Consigne 1:
Répondez aux questions suivantes à l'aide du texte sur la connaissance et le raisonnement :
(a) Quelle expérience donne la notion de l'extériorité ?
(b) Dans la croyance, que voient M. Bain et M. Stuart Mill ?
(c) À proprement parler, qu'est-ce que le syllogisme ?
Consigne 2: Reprenez le texte sur la connaissance et le raisonnement et poursuivez-le après sa dernière phrase.

Document:
La perception est un produit qui diffère de ses deux facteurs (sujet. objet), comme l’eau diffère de l’oxygène et de l’hydrogène.

Les corrélatifs « sujet » et « objet » sont les deux termes les moins inexacts, pour exprimer l’antithèse fondamentale de la connaissance et de l’existence. Matière et Esprit, Externe et Interne en sont les synonymes populaires, mais prêtent plus à l’équivoque.

L’expérience fondamentale, irréductible, qui donne la notion de l’extériorité, c’est la résistance.

Les faits de conscience ayant la propriété de durer, de laisser leur trace, et de réapparaître, de là résultent la mémoire et l’imagination. L’association est le fond de ces phénomènes, quoiqu’elle ne les explique pas tout entiers.

La question de la croyance ou affirmation reste posée, mais non résolue d’un commun accord. Les uns (M. J. Mill, M. Spencer) l’expliquent par une association indissoluble ; d’autres (M. Bain et M. Stuart Mill) y voient une forme de notre nature active, c’est-à-dire de notre volonté.

Le raisonnement, sous sa forme primitive, va du particulier au particulier. Par l’accumulation des vérités particulières se forment les propositions générales : le raisonnement s’appelle alors induction. La proposition générale est une simplification, un memorandum, un registre de notes groupées sous une seule formule. Elle sert de point de départ à la déduction.

En somme, le procédé du raisonnement, pris dans sa totalité, part du particulier et aboutit au particulier, en traversant le général qui est un amas de particuliers.

Le syllogisme est si peu le type du raisonnement qu’il n’est, à proprement parler, qu’un procédé de vérification.

[Éléments enregistrés du jeu de données]
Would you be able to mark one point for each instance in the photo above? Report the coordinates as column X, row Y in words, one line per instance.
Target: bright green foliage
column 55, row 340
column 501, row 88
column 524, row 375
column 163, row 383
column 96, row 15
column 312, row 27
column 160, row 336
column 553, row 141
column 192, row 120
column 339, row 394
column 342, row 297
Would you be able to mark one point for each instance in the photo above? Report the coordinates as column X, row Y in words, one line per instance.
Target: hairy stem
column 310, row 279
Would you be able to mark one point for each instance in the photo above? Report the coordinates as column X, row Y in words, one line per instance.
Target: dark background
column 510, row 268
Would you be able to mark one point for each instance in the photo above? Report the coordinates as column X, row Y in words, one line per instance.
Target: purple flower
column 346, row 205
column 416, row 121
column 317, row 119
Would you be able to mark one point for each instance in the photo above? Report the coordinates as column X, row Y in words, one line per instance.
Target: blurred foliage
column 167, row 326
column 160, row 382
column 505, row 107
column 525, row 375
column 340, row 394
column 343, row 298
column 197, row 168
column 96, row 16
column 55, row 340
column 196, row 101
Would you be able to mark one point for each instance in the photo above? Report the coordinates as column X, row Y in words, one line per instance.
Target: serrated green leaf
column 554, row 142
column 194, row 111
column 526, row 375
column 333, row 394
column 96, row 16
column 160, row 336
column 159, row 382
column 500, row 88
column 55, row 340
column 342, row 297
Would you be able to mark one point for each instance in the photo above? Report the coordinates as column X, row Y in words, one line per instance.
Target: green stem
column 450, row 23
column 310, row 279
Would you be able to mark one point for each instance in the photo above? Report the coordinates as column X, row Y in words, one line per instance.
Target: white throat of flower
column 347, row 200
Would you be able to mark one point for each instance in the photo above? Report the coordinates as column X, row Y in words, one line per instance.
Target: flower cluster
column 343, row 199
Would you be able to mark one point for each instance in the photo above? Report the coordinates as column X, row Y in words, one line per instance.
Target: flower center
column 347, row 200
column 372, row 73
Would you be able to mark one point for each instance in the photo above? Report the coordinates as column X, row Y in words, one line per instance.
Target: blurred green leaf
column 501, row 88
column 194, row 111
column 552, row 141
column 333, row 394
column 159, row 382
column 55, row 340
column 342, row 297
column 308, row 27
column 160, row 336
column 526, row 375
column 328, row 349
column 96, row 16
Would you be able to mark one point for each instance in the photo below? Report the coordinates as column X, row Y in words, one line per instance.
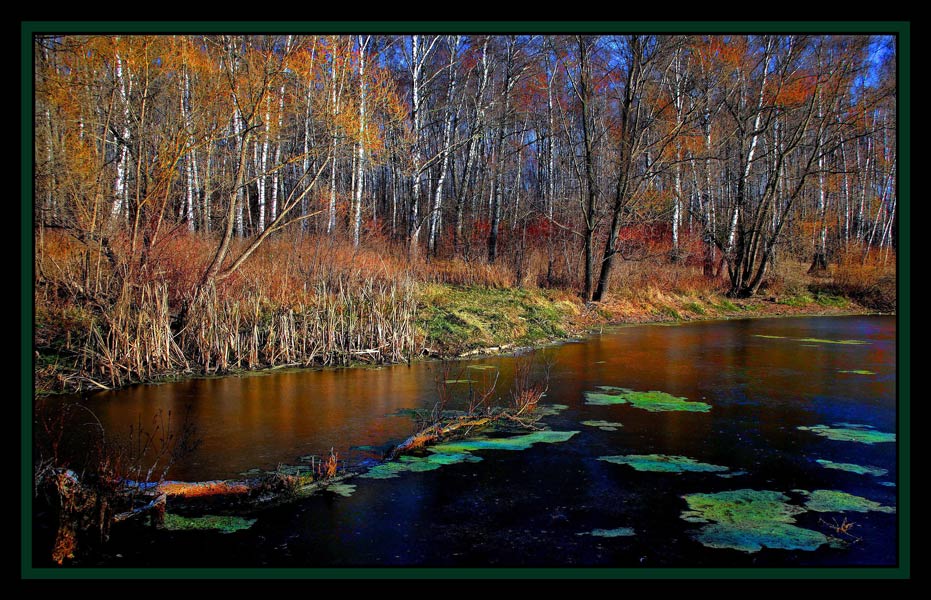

Réponse attendue 1:
(a) La résistance.
(b) Une forme de notre nature active, c'est-à-dire de notre volonté.
(c) Un procédé de vérification.

Réponse attendue 2:
Sur l’origine des idées, l’École qui nous occupe n’est ni avec les sensualistes (Locke, Condillac), ni avec les rationalistes (Descartes, Leibniz), ni avec les criticistes (Kant).

Elle dit aux sensualistes : Votre hypothèse de la « table rase » est fausse, contraire aux faits. Elle oublie que dans l’acte de la connaissance, l’esprit met du sien au moins autant qu’il en reçoit. D’où vient que deux hommes ayant eu même éducation, mêmes impressions, même milieu, diffèrent quelquefois du tout au tout ? Ce fait à lui seul tiendrait en échec votre théorie.

Elle dit aux rationalistes : Vous avez bien vu qu’il y a dans l’acte de la connaissance quelque chose qui vient du dedans ; mais votre hypothèse d’idées innées ou à l’état virtuel est insoutenable. Qu’est-ce qu’une idée à l’état latent, une idée qu’on ne pense point ? D’ailleurs si ces idées sont primitives et toutes faites dans l’intelligence, pourquoi se produisent-elles si tard, au lieu d’être les premières dans l’ordre chronologique ?

Elle dit aux partisans de Kant : votre doctrine transcendante des formes de la pensée, bonne en logique, est mauvaise en psychologie. Il est vrai que ces formes se trouvent au fond de nos connaissances puisqu’on peut les en tirer ; mais comment s’y trouvent-elles ? C’est une question de genèse que vous n’examinez pas, parce que vous raisonnez toujours dans l’hypothèse d’un esprit adulte et complètement constitué.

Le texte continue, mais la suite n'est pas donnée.